To be done
1. Repeat the passage of the forum thread on lute making word for word, starting with "I'm still very" and going on through "might be interesting.".
2. In the forum thread on lute making, one comma-separated list ends with "etc." List each modern feature named in that list.
3. According to the forum thread on lute making, what gives Maurice Ottiger a perfect working climate?

Article

......

But I personally dont like multiple ribbs, a nice traditional design which has flamed maple and ebony is really gorgeous.

It must be a real crazy job to get perfect joints.

I'm lucky to live next to one of the very best lute makers in europe, his name is Maurice Ottiger, I been to his place to visit him a few times and when you watch those guys build lutes its an other world 

The bastard lives in a chalet in the mountains and has his workshop in his house which means that because of the dry air in the mountains he has a perfect working climat! I need to place a deshumidifier all day long to control the athmosphere in my house...


----------



## phaeded0ut

Patrick,

I'm still very amazed that he's not had a web site put up for himself, yet. Pretty sure you've shown me a fan-site. Granted, as it stands, he probably is not remotely hurting for work. Here's a question we've not asked, yet, ... does he teach? Have you ever thought about trying for one of his classes if he does?

I do not disagree at all the work at bending all of the rather thin strips perfectly, let alone being able to take some flex into account is unreal. Then you start getting into the lamination work... 

Have to admit a curiosity of seeing one of these instruments given a slightly more modern twist to it... carbon graphite ribs and internal support structure, phenolic fingerboard, steel strings, etc. , ...  Not sure if alternating between carbon graphite body strips and wood strips would work out, but might be interesting.


----------



## hufschmid

Ottiger is firmly against internet and will not accept any thype of promotion true internet, he is very conservative and keeps saying that everything you read on internet is crap...

I also invited him to visit my website (yeah cause believe this or not he has an e-mail address and a computer... ) and he spent 2 seconds on it because he thinks its made up and not by me......

......

Provided data
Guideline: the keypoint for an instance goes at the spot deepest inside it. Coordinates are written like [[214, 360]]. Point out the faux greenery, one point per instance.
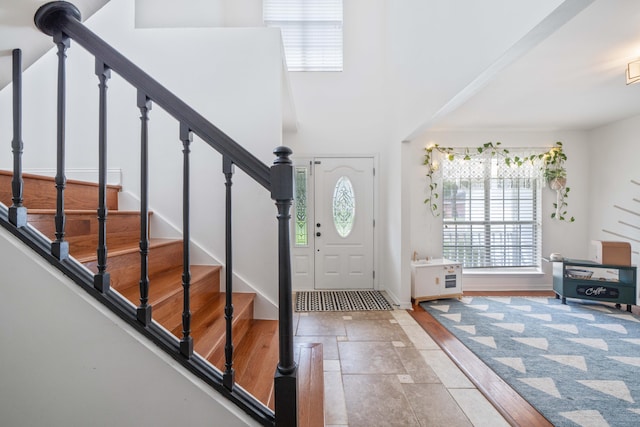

......

Problem solutions
1.
I'm still very amazed that he's not had a web site put up for himself, yet. Pretty sure you've shown me a fan-site. Granted, as it stands, he probably is not remotely hurting for work. Here's a question we've not asked, yet, ... does he teach? Have you ever thought about trying for one of his classes if he does?

I do not disagree at all the work at bending all of the rather thin strips perfectly, let alone being able to take some flex into account is unreal. Then you start getting into the lamination work... 

Have to admit a curiosity of seeing one of these instruments given a slightly more modern twist to it... carbon graphite ribs and internal support structure, phenolic fingerboard, steel strings, etc. , ...  Not sure if alternating between carbon graphite body strips and wood strips would work out, but might be interesting.

2.
- Carbon graphite ribs and internal support structure
- Phenolic fingerboard
- Steel strings

3. The dry mountain air, since his workshop is in his chalet in the mountains.